(WHAT IS NEEDED)
Rewrite all of the material below as a two-column CSV with the header row instruction,response and one row per answer. Put the text that asks for each answer under instruction and the answer itself under response, with each field enclosed in double quotes and every line break replaced by a space.

#####

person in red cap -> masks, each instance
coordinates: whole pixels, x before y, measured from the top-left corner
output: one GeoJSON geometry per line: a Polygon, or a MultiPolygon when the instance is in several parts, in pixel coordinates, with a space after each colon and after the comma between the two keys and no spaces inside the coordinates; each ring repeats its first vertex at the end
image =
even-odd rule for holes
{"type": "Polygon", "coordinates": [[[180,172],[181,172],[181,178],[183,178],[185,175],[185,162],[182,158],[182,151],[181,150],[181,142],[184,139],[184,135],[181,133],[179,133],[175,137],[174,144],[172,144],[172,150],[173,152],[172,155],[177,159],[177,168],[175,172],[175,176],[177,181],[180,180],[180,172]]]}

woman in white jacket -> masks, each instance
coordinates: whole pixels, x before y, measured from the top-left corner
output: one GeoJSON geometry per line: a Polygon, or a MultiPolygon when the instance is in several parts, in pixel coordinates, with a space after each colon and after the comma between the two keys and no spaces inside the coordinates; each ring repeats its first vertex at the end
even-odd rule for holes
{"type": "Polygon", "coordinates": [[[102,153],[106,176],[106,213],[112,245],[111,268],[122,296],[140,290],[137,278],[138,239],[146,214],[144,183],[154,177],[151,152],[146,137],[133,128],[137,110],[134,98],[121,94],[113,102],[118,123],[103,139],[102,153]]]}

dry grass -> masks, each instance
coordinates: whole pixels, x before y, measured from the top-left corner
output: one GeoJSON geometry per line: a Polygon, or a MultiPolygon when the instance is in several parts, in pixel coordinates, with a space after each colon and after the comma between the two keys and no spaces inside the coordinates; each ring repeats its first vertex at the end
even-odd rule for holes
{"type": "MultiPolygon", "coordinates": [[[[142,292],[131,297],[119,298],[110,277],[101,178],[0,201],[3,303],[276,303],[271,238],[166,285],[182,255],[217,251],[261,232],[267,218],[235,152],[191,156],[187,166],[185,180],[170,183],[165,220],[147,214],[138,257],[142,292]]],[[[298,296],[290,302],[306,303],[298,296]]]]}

#####

(ANSWER TO THIS PROBLEM)
instruction,response
"person in red cap -> masks, each instance coordinates: whole pixels, x before y, measured from the top-left corner output: one GeoJSON geometry per line: a Polygon, or a MultiPolygon when the instance is in several parts, in pixel coordinates, with a space after each colon and after the comma between the two keys and no spaces inside the coordinates; each ring repeats its first vertex at the end image = even-odd rule for holes","{""type"": ""Polygon"", ""coordinates"": [[[180,172],[181,172],[181,178],[183,178],[185,175],[185,162],[182,158],[182,151],[181,150],[181,142],[184,139],[184,135],[181,133],[179,133],[175,137],[174,144],[172,144],[172,150],[173,152],[172,155],[177,159],[177,168],[175,172],[175,176],[177,181],[180,180],[180,172]]]}"
"woman in white jacket -> masks, each instance coordinates: whole pixels, x before y, measured from the top-left corner output: one GeoJSON geometry per line: a Polygon, or a MultiPolygon when the instance is in several parts, in pixel coordinates, with a space after each colon and after the comma between the two keys and no spaces inside the coordinates; each ring repeats its first vertex at the end even-odd rule for holes","{""type"": ""Polygon"", ""coordinates"": [[[102,153],[106,176],[106,213],[112,245],[111,268],[122,296],[140,290],[137,278],[138,239],[146,214],[144,183],[154,177],[151,152],[146,137],[133,128],[137,110],[134,98],[121,94],[113,102],[118,123],[103,139],[102,153]]]}"
"dry grass -> masks, each instance coordinates: whole pixels, x before y, measured from the top-left corner output: one GeoJSON geometry per line: a Polygon, or a MultiPolygon when the instance is in several parts, in pixel coordinates, with a space after each colon and after the comma between the two keys and no spaces inside the coordinates; each ring repeats its first vertex at the end even-odd rule for holes","{""type"": ""MultiPolygon"", ""coordinates"": [[[[142,292],[131,297],[119,298],[110,277],[101,178],[0,201],[3,303],[276,303],[271,238],[166,285],[182,255],[217,251],[261,232],[267,218],[235,152],[191,156],[187,166],[185,180],[170,183],[165,220],[147,214],[138,257],[142,292]]],[[[298,296],[290,302],[306,303],[298,296]]]]}"